# SOURCE PASSAGE
----------

Concession Agreements - Legal Issues

Concession agreements are commonly used to implement public-private partnership projects in the infrastructure sector and are commonly used in Oman. For example, concession agreements are often used for the following types of projects:

  • airports and sea ports;
  • toll roads, highways and bridges;
  • railroads;
  • power and water production projects; and
  • waste water and sewage projects.
Concession agreements provide a mechanism for making public infrastructure projects more competitive and effective without privatizing the projects. In contrast to a management agreement, under which the government pays the operator a fixed fee to operate the project, a concession agreement allows the operator to keep the profits it generates by building and managing the project, in exchange for paying concession fees to the government. This compensation structure incentivizes the concession holder to develop, operate and maintain the project efficiently.

This article provides an overview of some of the key legal issues relating to concession agreements.

Grant of Rights
In the concession agreement, the government transfers to the private concession holder certain rights relating to the project for a defined period of time, for example the right to operate an airport for a period of thirty years. The government, however, will retain ownership of the project. Customarily, governmental authorities will provide administrative support to the concession holder, for example in helping to file applications and secure required licenses. The right to use the land on which the project is located is generally provided to the concession holder via a separate arrangement, such as a lease or a license. In Oman, the concession holder would be given a usufruct for fifty years which is renewable for a like period.

Financing and Duration
Since the typical project developed using a concession agreement requires a high level of investment, financing the project is an important issue. A transaction structure that is clear and takes into account potential lenders’ interests will help promote the availability of the necessary financing for the project. For example, the concession agreement should allow for the assignment of the concession agreement as security under financing arrangements.

----------

# INPUT DATA

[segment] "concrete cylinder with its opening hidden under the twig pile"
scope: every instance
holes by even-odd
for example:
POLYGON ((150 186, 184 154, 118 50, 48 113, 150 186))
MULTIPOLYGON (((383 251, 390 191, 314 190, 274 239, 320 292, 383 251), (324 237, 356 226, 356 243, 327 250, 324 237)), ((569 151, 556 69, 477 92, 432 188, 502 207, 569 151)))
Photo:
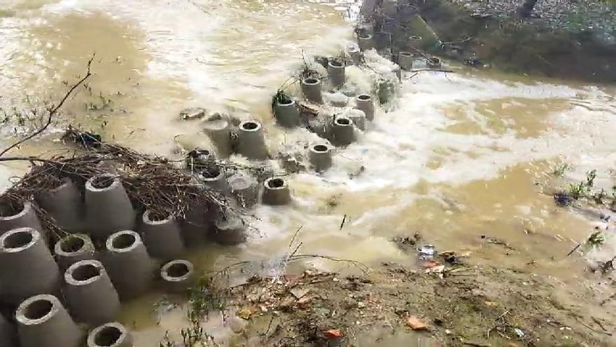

----------

# WORK INSTRUCTION 1
According to the article on concession agreements, for how long is a concession holder in Oman given a usufruct?
# WORK INSTRUCTION 2
Reproduce the part of the article on concession agreements starting with "Grant of Rights" and going on through "a like period.".
The entries have nothing to do with the article on concession agreements.

# EXERCISE SOLUTION 1
Fifty years, renewable for a like period.

# EXERCISE SOLUTION 2
Grant of Rights
In the concession agreement, the government transfers to the private concession holder certain rights relating to the project for a defined period of time, for example the right to operate an airport for a period of thirty years. The government, however, will retain ownership of the project. Customarily, governmental authorities will provide administrative support to the concession holder, for example in helping to file applications and secure required licenses. The right to use the land on which the project is located is generally provided to the concession holder via a separate arrangement, such as a lease or a license. In Oman, the concession holder would be given a usufruct for fifty years which is renewable for a like period.